> [TRECHO SELECIONADO]
+ + + +
A escalada de mentiras, crimes e ataques às instituições feita pelo atual presidente da República é um evidente retrocesso e deveria ser objeto de repúdio de toda a comunidade jurídica.

terça-feira, 10 de agosto de 2021

Atualizado às 10:23

Apesar de todas as mazelas sociais que ainda nos assolam, nós evoluímos. Dentro do que é possível em um país marcado pela precariedade em setores fundamentais, nós ainda dispomos de uma democracia representativa, de um conjunto de leis moderno, de instituições operantes e de liberdade. Sim, há muito o que aprimorar. O Estado precisa se fazer mais presente nas regiões periféricas, o acesso ao Judiciário não pode continuar excluindo os mais necessitados, boa parte do quadro político precisa ser renovado e as garantias da Constituição têm necessidade de serem efetivadas. Mas, vejam, precisamos avançar no "processo civilizatório", não retroceder.
+ + + +
> [EXERCÍCIO A]
Responda, com base no trecho selecionado:
(i) Em que data o texto foi publicado?
(ii) A que horas consta que foi atualizado?
(iii) Onde, segundo o texto, o Estado precisa se fazer mais presente?
> [EXERCÍCIO B] Transcreva, do trecho selecionado, a passagem que vai de "A escalada de" até "a comunidade jurídica.".
> [EXERCÍCIO C] Enumere tudo aquilo de que, segundo o trecho selecionado, nós ainda dispomos.
As linhas a seguir não guardam relação com o trecho selecionado.

[Itens de contorno de áreas rotuladas]
+ + + +
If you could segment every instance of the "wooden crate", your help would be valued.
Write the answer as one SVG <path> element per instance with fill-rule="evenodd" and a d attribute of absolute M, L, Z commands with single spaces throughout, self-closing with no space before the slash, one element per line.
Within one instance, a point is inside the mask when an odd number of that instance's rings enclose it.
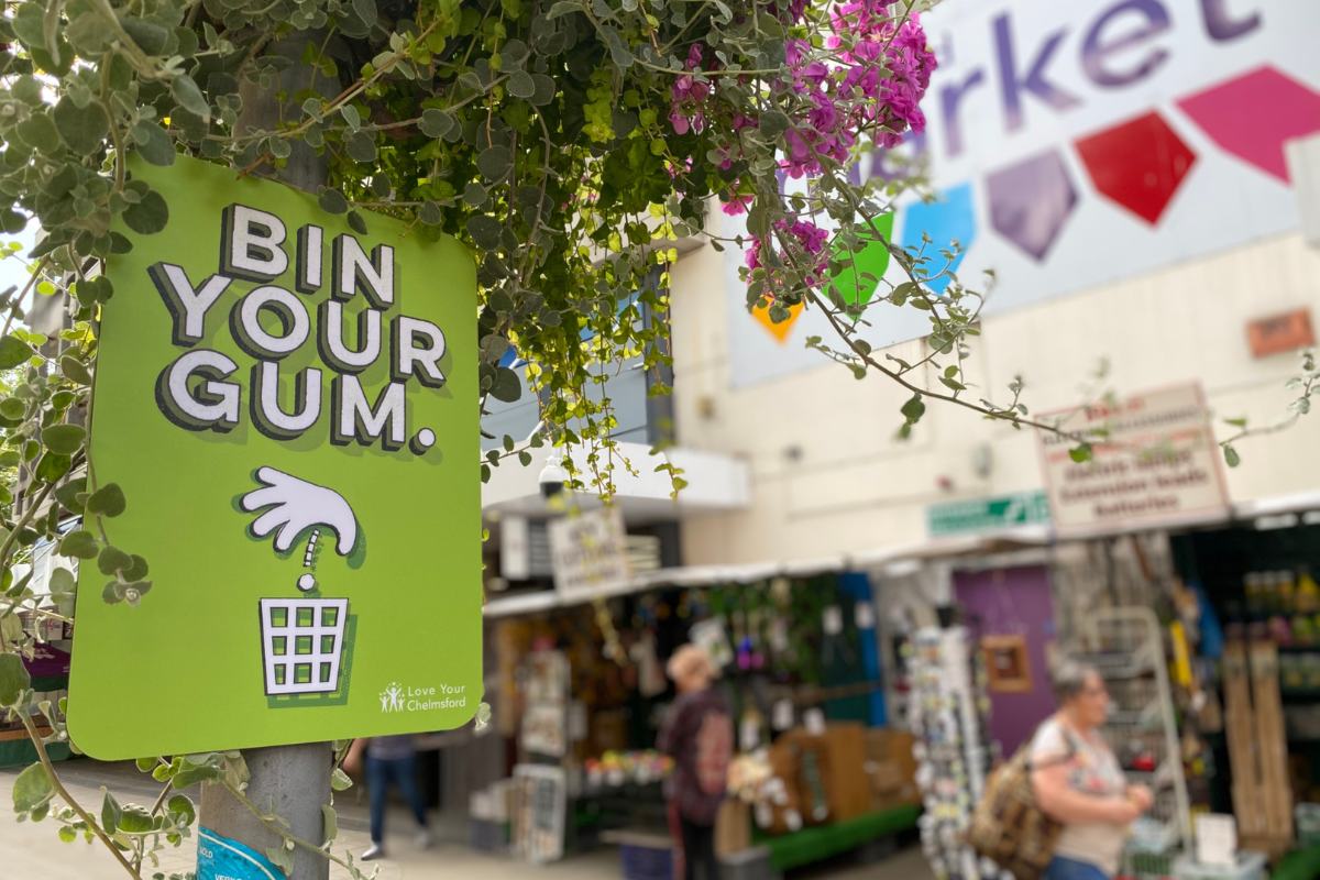
<path fill-rule="evenodd" d="M 1247 669 L 1246 644 L 1224 645 L 1224 731 L 1229 743 L 1229 767 L 1233 773 L 1233 814 L 1242 836 L 1265 836 L 1261 764 L 1255 748 L 1255 719 L 1251 710 L 1251 679 Z"/>
<path fill-rule="evenodd" d="M 1288 740 L 1283 724 L 1283 705 L 1279 699 L 1279 649 L 1272 641 L 1253 641 L 1250 657 L 1265 833 L 1270 838 L 1291 840 L 1292 785 L 1288 778 Z"/>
+ + + +
> [SOLUÇÃO DO PROBLEMA A]
(i) Terça-feira, 10 de agosto de 2021.
(ii) Às 10:23.
(iii) Nas regiões periféricas.

> [SOLUÇÃO DO PROBLEMA B]
A escalada de mentiras, crimes e ataques às instituições feita pelo atual presidente da República é um evidente retrocesso e deveria ser objeto de repúdio de toda a comunidade jurídica.

> [SOLUÇÃO DO PROBLEMA C]
- Uma democracia representativa
- Um conjunto de leis moderno
- Instituições operantes
- Liberdade